### MATERIAL TO PROCESS
##########
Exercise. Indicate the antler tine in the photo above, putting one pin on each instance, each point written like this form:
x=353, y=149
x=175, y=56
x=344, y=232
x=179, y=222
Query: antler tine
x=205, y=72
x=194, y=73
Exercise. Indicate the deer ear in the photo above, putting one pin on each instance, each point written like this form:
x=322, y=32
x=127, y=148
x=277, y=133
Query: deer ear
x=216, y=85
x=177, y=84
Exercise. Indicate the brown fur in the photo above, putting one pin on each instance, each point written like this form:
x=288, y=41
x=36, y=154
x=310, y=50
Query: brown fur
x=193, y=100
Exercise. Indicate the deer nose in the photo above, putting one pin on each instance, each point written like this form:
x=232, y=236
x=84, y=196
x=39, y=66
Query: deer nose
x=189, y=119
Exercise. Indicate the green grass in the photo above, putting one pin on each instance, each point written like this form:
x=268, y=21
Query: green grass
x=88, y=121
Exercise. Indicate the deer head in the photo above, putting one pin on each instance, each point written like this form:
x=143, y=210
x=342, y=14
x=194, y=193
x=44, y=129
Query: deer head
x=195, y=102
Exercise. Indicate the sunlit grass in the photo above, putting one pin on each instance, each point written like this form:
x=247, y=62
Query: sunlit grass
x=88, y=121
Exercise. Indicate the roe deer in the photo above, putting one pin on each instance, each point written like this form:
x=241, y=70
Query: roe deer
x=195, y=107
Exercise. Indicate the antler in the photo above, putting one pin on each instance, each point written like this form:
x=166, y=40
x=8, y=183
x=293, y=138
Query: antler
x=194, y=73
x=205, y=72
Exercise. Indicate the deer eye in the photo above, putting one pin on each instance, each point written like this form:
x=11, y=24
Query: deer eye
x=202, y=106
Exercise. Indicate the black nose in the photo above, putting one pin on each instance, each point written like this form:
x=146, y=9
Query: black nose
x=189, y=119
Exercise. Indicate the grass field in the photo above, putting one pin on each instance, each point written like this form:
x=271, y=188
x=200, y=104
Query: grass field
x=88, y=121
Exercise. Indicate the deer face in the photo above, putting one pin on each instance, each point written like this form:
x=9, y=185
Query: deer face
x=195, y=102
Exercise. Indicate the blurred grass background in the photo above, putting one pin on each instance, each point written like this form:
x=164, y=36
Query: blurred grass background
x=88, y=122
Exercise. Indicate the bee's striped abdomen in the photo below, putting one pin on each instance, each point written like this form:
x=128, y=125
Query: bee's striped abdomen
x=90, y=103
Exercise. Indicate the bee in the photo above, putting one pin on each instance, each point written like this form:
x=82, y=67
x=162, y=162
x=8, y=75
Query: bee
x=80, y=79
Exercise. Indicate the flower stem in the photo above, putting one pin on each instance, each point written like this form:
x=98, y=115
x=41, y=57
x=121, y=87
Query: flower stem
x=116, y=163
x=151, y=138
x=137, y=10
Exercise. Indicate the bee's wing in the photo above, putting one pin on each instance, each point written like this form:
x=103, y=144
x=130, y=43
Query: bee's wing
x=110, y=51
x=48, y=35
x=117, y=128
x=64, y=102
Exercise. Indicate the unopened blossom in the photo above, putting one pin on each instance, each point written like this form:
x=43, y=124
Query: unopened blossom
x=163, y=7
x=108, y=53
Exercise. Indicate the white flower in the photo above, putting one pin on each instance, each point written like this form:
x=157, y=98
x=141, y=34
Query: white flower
##########
### WHAT NEEDS TO BE DONE
Only the lines from the one containing "Exercise. Indicate the unopened" through the end of the entries above should be written out, exactly and in full.

### RESPONSE
Exercise. Indicate the unopened blossom in the photo above, putting one pin on each instance, each point written like this form:
x=43, y=124
Query: unopened blossom
x=163, y=7
x=108, y=53
Exercise. Indicate the white flower in the photo above, putting one pin on each instance, each point written like this form:
x=157, y=98
x=141, y=34
Query: white flower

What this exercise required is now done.